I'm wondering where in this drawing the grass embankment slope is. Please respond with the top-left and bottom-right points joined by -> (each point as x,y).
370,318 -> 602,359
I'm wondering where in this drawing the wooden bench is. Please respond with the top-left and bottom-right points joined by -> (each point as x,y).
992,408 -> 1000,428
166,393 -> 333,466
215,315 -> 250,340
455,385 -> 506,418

========

▶ [EXERCISE]
Would you give again, word for word, every line from the one with "I'm wondering where in this drawing the wooden" through the final line of the listing above?

▶ [ANSWER SPACE]
I'm wondering where in this drawing the wooden bench is. Please respond with the top-left and bottom-right points joined by -> (each point as x,y).
992,408 -> 1000,428
166,393 -> 333,466
215,315 -> 250,340
455,385 -> 506,418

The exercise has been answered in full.